Written instruction: Leaving out all images, write out the records that follow exactly.

Excerpts of location labeling data
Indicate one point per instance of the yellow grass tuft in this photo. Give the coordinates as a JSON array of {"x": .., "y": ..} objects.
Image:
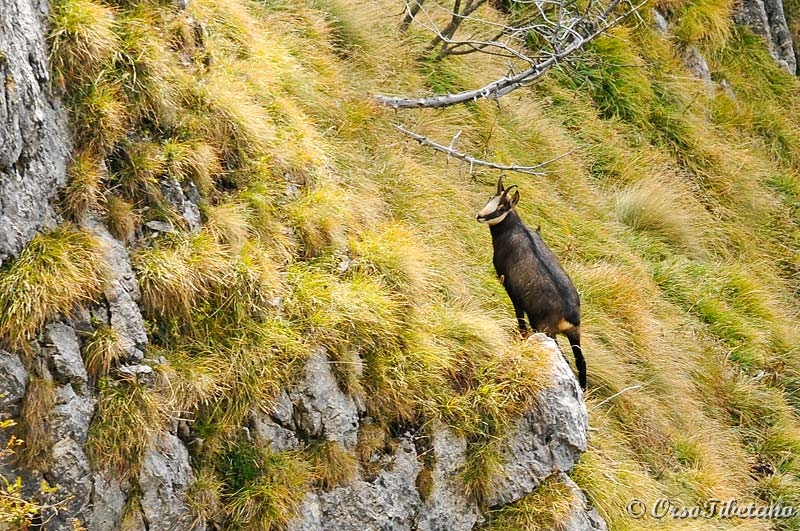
[
  {"x": 84, "y": 191},
  {"x": 102, "y": 351},
  {"x": 82, "y": 40},
  {"x": 54, "y": 274}
]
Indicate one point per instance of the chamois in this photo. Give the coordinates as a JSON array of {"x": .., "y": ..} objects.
[{"x": 534, "y": 280}]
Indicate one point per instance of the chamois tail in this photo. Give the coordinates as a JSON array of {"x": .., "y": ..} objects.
[{"x": 574, "y": 336}]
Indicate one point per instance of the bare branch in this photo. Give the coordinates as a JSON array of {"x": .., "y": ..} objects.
[
  {"x": 563, "y": 30},
  {"x": 473, "y": 161},
  {"x": 410, "y": 12}
]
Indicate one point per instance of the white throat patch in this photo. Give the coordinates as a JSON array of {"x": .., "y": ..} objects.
[{"x": 498, "y": 219}]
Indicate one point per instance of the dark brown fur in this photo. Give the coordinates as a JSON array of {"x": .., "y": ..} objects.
[{"x": 533, "y": 278}]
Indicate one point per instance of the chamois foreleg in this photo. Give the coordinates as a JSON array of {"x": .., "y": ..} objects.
[
  {"x": 519, "y": 311},
  {"x": 574, "y": 336}
]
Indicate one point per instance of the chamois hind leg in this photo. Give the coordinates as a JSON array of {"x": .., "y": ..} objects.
[{"x": 574, "y": 336}]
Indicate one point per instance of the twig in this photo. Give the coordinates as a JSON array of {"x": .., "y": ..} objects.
[
  {"x": 473, "y": 161},
  {"x": 631, "y": 388},
  {"x": 507, "y": 84}
]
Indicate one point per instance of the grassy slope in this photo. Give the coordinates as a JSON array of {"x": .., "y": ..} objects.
[{"x": 676, "y": 216}]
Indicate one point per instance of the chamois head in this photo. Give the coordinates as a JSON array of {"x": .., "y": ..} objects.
[{"x": 499, "y": 205}]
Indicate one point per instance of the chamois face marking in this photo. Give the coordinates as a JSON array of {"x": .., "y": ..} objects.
[{"x": 499, "y": 205}]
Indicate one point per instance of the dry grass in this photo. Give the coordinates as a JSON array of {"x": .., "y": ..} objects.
[
  {"x": 102, "y": 351},
  {"x": 675, "y": 214}
]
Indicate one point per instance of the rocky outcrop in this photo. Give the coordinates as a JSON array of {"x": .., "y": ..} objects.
[
  {"x": 548, "y": 439},
  {"x": 34, "y": 143},
  {"x": 34, "y": 148},
  {"x": 766, "y": 18}
]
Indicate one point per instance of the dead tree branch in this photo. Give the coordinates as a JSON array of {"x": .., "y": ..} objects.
[
  {"x": 450, "y": 151},
  {"x": 558, "y": 26}
]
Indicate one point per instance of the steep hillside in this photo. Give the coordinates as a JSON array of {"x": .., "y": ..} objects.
[{"x": 271, "y": 209}]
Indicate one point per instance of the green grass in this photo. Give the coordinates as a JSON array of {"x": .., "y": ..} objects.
[{"x": 262, "y": 489}]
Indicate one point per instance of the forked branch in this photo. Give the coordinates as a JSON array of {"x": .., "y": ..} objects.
[
  {"x": 559, "y": 27},
  {"x": 450, "y": 151}
]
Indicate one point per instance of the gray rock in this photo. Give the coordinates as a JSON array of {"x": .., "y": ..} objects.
[
  {"x": 282, "y": 411},
  {"x": 549, "y": 438},
  {"x": 13, "y": 382},
  {"x": 122, "y": 293},
  {"x": 320, "y": 408},
  {"x": 766, "y": 18},
  {"x": 173, "y": 193},
  {"x": 389, "y": 503},
  {"x": 581, "y": 518},
  {"x": 108, "y": 502},
  {"x": 72, "y": 475},
  {"x": 67, "y": 363},
  {"x": 311, "y": 515},
  {"x": 34, "y": 140},
  {"x": 660, "y": 23},
  {"x": 697, "y": 64},
  {"x": 143, "y": 374},
  {"x": 447, "y": 509},
  {"x": 164, "y": 478},
  {"x": 71, "y": 415},
  {"x": 160, "y": 226}
]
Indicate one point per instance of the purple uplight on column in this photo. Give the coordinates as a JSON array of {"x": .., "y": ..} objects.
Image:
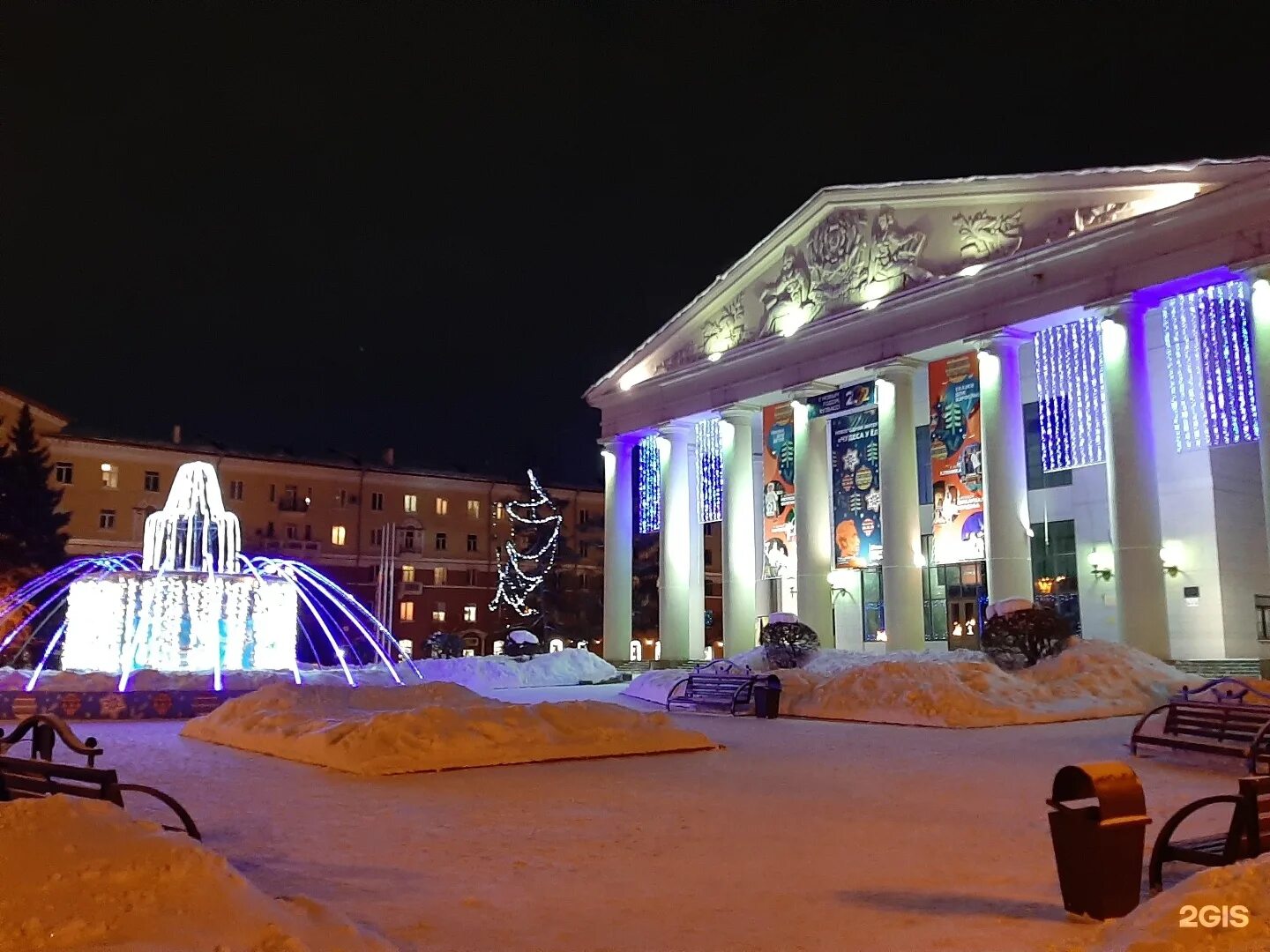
[
  {"x": 1070, "y": 394},
  {"x": 1209, "y": 352}
]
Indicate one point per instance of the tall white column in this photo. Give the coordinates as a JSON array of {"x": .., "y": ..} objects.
[
  {"x": 1006, "y": 522},
  {"x": 681, "y": 606},
  {"x": 900, "y": 514},
  {"x": 619, "y": 536},
  {"x": 813, "y": 516},
  {"x": 1261, "y": 363},
  {"x": 739, "y": 569},
  {"x": 1142, "y": 614}
]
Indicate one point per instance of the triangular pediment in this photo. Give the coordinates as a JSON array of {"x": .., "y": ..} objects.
[{"x": 852, "y": 245}]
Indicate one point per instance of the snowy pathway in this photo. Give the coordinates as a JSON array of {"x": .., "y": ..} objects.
[{"x": 800, "y": 836}]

Response to the task:
Indicate one point per instance of the yellow grass tuft in this photo. Give the coordinates as a JSON array of {"x": .., "y": ..} objects.
Image:
[
  {"x": 84, "y": 191},
  {"x": 102, "y": 351},
  {"x": 82, "y": 40},
  {"x": 54, "y": 274}
]
Indicate one point per instance of the chamois in this photo. Give the coordinates as a JSON array of {"x": .., "y": ..} objects.
[{"x": 534, "y": 280}]
Indicate one point per instance of the chamois tail in this photo. Give the coordinates as a JSON array of {"x": .., "y": ..} objects.
[{"x": 574, "y": 336}]
Indicate one point per instance of the bare branch in this photo. Give the coordinates as a JSON array of {"x": .., "y": ..} objects.
[
  {"x": 563, "y": 30},
  {"x": 473, "y": 161},
  {"x": 410, "y": 12}
]
Indicate one point per instance of the white throat patch in this photo. Give the coordinates as a JSON array of {"x": .., "y": ..} objects.
[{"x": 498, "y": 219}]
Indicate one point per instance of the dark brown fur in this photo. Give the coordinates as a JSON array of {"x": .., "y": ..} objects.
[{"x": 533, "y": 278}]
Indicate one point per instance of the chamois foreleg in this photo. Give the coordinates as a JSON array of {"x": .., "y": ..} objects.
[
  {"x": 519, "y": 311},
  {"x": 574, "y": 336}
]
Indicate one point per instance of the chamois hind leg in this photo. Give the coordinates as a JSON array of {"x": .., "y": ..} objects.
[{"x": 574, "y": 336}]
Indicate one point per instance of the twig in this photo. Give the coordinates as a JSON array of {"x": .., "y": ..} objects.
[
  {"x": 473, "y": 161},
  {"x": 631, "y": 388},
  {"x": 507, "y": 84}
]
Indicate one point per instance of the grassy slope in this photo. Give the coordinates as a JSON array of {"x": .., "y": ..} objects.
[{"x": 676, "y": 216}]
Indicate one point per instance of the chamois head in this photo. Give the coordinates as a JSON array of {"x": .., "y": ..} objects.
[{"x": 499, "y": 205}]
Indicate one point per instance of the chamois face marking in this photo. Give the coordinates as a JSON array of {"x": .., "y": ..} objects.
[{"x": 499, "y": 205}]
Indicate one point per instance of the dry grass in this photo. Give the coordinates as a JSON array of {"x": .., "y": ..} objects.
[
  {"x": 102, "y": 351},
  {"x": 675, "y": 214}
]
Indicate one point per instance of the rocky outcrop in this photo. Give the coordinates as a JSON array of {"x": .., "y": ..} objects.
[
  {"x": 548, "y": 439},
  {"x": 34, "y": 143},
  {"x": 34, "y": 148},
  {"x": 766, "y": 18}
]
Indicate one point per instance of the dead tree branch in this photo. Give the coordinates as a JSON array of {"x": .., "y": ..} objects.
[
  {"x": 450, "y": 151},
  {"x": 558, "y": 26}
]
Indicate one point per instance of the steep hillside in this photo. Give the coordinates as a JSON array of {"x": .., "y": ..} objects.
[{"x": 271, "y": 209}]
Indicate one point per instance of the green grass in this photo. Give the coordinates as a JSON array of {"x": .., "y": ..} objects.
[{"x": 262, "y": 489}]
Indicate one point per instance of the forked branch in this photo. Give the coordinates as a JSON array of {"x": .., "y": ..} objects.
[
  {"x": 559, "y": 27},
  {"x": 450, "y": 151}
]
Indicate one point per instance of the gray rock in this photo. Give the coordinates as a JSON array of {"x": .., "y": ..} objects.
[
  {"x": 282, "y": 411},
  {"x": 549, "y": 438},
  {"x": 13, "y": 382},
  {"x": 122, "y": 293},
  {"x": 320, "y": 408},
  {"x": 766, "y": 18},
  {"x": 173, "y": 193},
  {"x": 389, "y": 503},
  {"x": 581, "y": 518},
  {"x": 108, "y": 502},
  {"x": 72, "y": 475},
  {"x": 67, "y": 363},
  {"x": 311, "y": 515},
  {"x": 34, "y": 140},
  {"x": 660, "y": 23},
  {"x": 697, "y": 64},
  {"x": 143, "y": 374},
  {"x": 447, "y": 509},
  {"x": 164, "y": 478},
  {"x": 71, "y": 415},
  {"x": 160, "y": 226}
]
Indicate one point per instance of the purple uplight on column in this photo. Give the coordinates as a JSON array of {"x": .., "y": ..} objects.
Image:
[
  {"x": 1070, "y": 394},
  {"x": 1209, "y": 352}
]
Indicate one point per instance of the tall white column in this photo. Give the coordinates as a JSON array of {"x": .., "y": ..} objects.
[
  {"x": 1006, "y": 522},
  {"x": 681, "y": 606},
  {"x": 900, "y": 514},
  {"x": 619, "y": 536},
  {"x": 813, "y": 516},
  {"x": 1261, "y": 363},
  {"x": 739, "y": 569},
  {"x": 1142, "y": 614}
]
Indicate one point per instance of the triangular pediment in this photo. Give the coordinates as a JSON array of {"x": .., "y": ..} objects.
[{"x": 852, "y": 245}]
Indicate one point per instance of the snowy pathway in this photo. Give the coordinates as a JSON array of {"x": .., "y": ..} objects.
[{"x": 800, "y": 836}]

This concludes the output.